Data listing:
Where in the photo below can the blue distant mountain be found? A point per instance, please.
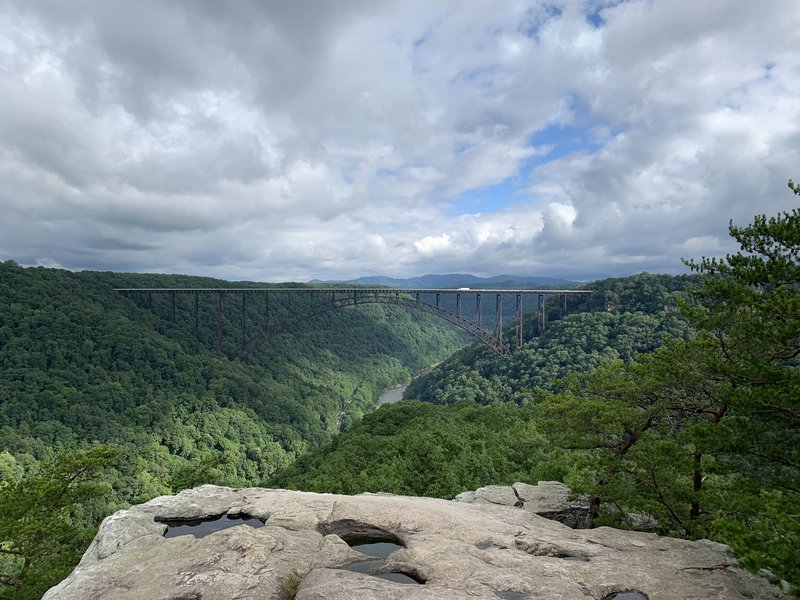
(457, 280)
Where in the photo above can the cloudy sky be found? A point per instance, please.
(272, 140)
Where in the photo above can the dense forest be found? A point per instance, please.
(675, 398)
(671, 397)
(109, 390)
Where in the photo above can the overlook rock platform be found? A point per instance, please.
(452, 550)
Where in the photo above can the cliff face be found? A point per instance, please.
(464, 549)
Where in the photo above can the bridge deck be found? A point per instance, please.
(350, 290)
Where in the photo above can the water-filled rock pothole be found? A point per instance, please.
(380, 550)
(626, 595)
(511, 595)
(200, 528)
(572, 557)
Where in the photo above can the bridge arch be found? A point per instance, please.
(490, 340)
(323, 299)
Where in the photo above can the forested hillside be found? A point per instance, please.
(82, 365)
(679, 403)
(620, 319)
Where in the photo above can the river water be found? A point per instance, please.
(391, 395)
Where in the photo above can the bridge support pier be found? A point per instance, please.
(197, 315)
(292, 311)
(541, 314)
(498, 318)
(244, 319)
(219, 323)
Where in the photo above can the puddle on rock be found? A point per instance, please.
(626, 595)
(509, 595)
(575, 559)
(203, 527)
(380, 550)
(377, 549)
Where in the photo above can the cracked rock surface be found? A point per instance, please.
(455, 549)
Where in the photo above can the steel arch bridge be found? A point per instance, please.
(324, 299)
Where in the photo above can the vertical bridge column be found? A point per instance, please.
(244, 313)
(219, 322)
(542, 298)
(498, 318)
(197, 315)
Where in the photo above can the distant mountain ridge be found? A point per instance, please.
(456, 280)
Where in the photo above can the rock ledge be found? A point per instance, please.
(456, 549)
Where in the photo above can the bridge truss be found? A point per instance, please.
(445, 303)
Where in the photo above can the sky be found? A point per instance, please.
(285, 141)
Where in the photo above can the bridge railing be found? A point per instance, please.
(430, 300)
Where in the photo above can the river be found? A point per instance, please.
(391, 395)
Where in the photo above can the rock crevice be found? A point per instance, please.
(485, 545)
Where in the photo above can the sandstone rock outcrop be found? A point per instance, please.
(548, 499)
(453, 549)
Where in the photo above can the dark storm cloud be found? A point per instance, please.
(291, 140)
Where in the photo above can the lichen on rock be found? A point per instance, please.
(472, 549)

PROBLEM STATEMENT: Recast every line of the items above as a numbered list, omitting blank lines and leaving out the pictures.

CORRECT RESULT:
1. Where in the photo below can the blue distant mountain be found? A point per instance, please.
2. (457, 280)
3. Where in the photo above can the cloudy sky be found? A point per instance, please.
4. (272, 140)
5. Where in the photo above can the dense forest be found? A point per instance, please.
6. (675, 398)
7. (671, 397)
8. (109, 390)
9. Where in the photo above can the overlook rock platform be found? A point per instance, please.
10. (452, 550)
11. Where in the photo above can the cliff face be found? A point per instance, please.
12. (464, 549)
13. Where in the photo above can the bridge deck be found? A point per instance, please.
14. (350, 290)
15. Where in the photo above can the water-filled rock pothole be found? A point per instance, please.
16. (380, 550)
17. (626, 595)
18. (511, 595)
19. (200, 528)
20. (572, 557)
21. Where in the photo above can the bridge arch be found? A point per instance, please.
22. (490, 340)
23. (323, 299)
24. Where in the photo above can the forested hillside be found? A point per instance, please.
25. (82, 365)
26. (679, 403)
27. (620, 319)
28. Where in the photo above can the river water be found? A point per instance, please.
29. (391, 395)
30. Where in the photo above can the bridge support pier be found? A point per instance, please.
31. (197, 315)
32. (292, 311)
33. (541, 314)
34. (498, 318)
35. (244, 319)
36. (219, 323)
37. Where in the photo above can the puddle on rock be found? A point per instance, please.
38. (626, 595)
39. (509, 595)
40. (575, 559)
41. (203, 527)
42. (380, 550)
43. (377, 549)
44. Where in the photo above can the cracked rock surface be found? A point per instance, please.
45. (455, 549)
46. Where in the photo above can the steel arch bridge be found? A point per instance, please.
47. (324, 299)
48. Where in the photo above can the vertical bridge column be found? A point per instance, please.
49. (244, 313)
50. (219, 322)
51. (542, 298)
52. (498, 318)
53. (197, 315)
54. Where in the photo above can the distant mountain ridge be found? A point per instance, please.
55. (456, 280)
56. Where in the photo above can the rock ledge be found? A point per instance, please.
57. (456, 549)
58. Where in the photo above can the bridge truss be found? A point per instance, please.
59. (445, 303)
60. Where in the photo above can the sky be found? A point per instance, please.
61. (285, 141)
62. Where in the photo above can the bridge railing be found? A point per instance, please.
63. (430, 300)
64. Where in the photo above can the river be found? A point per instance, please.
65. (391, 395)
66. Where in the photo above can the rock crevice be found? A point per instance, please.
67. (485, 545)
68. Where in the photo above can the sandstone rock outcrop be found? A point per instance, please.
69. (548, 499)
70. (453, 549)
71. Where in the photo above can the dark storm cloud be found? A point per instance, please.
72. (291, 140)
73. Where in the photo above can the lichen on rock be found? A point per instance, please.
74. (472, 549)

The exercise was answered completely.